#### [Problems to solve]
#1 In the passage on Nikola Tesla, what was the name of the dog in Todd Callahan's family?
#2 Resume the passage on Nikola Tesla after its last sentence, carrying on in the same tone.

Even suggesting that Tesla probably spent a majority of his life in small rooms, testing various ideas and experiments probably doesn’t move the needle much, but the difference between Nikola Tesla and the various Todd Callahans of human history is that Todd Callahan was a normal man driven by normal needs, and normal wants and desires. Todd wanted to achieve as much as Tesla did in the fields of science, but as some point, the man wanted to go home. He sacrificed a lot in the name of science, but he loved to fish and hunt on weekends, and he loved playing card games with the fellas. Todd was a normal man who loved science, but he also loved women. He dated a variety of women, until he found his true love, and they settled down to have a family, a dog named Scruffy, and a white picket fence to keep Scruffy and the kids from harm.

Tesla refrained from these normal pursuits in life, fearing that they would take away, or diminish, his pursuit of steadily advancing the science of electricity. We could say that Nikola Tesla refrained from pursuing a sense of human wholeness, or a sense of completion, but we could also say that was his edge.

#### [Data]

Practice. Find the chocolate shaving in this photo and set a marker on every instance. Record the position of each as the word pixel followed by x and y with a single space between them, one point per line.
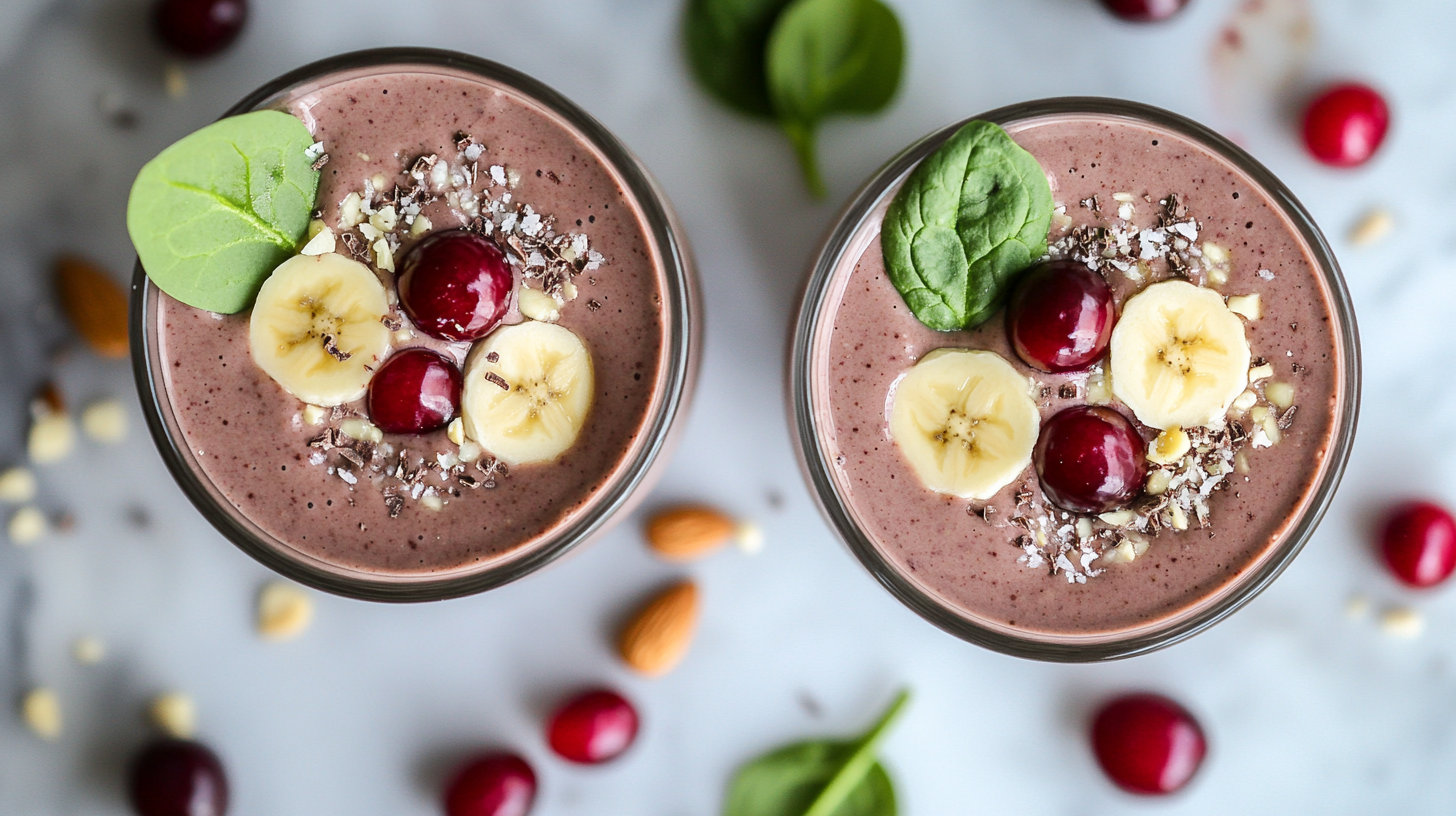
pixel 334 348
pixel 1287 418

#### [Answers in order]
#1 Scruffy

#2
“I do not believe an inventor should marry,” Tesla said. “A married man is precluded from devoting himself to his work. Therefore, I have chosen to remain unmarried and to pursue my work.” Tesla believed celibacy allowed him to maintain acute focus and channel his energy entirely on his inventions, and as opposed to most science nerds, Nikola Tesla did, in fact, have list of women who were all but beating down his door.

Nikola and His Pigeons

Nikola Tesla took the “hard work, patience and time” devotion to his craft so seriously that he tried as hard as he could to void his life of distractions, physical and otherwise. The only vice, it appears he had, was an utter devotion to pigeons. He could spend hours at a time feeding them at the park. In his pursuit of fowl friendship, he occasionally encountered an injured one. When that happened, he brought them back to his hotel room to nurse them back to health. He was known to leave his hotel room window open to allow pigeons full access to his room whenever they needed. He also had a habit of asking the chef of the hotel to prepare a special mix of seeds for his pigeons to, we can only guess, gain him an unfair advantage among those seeking friendship and more from the pigeon population.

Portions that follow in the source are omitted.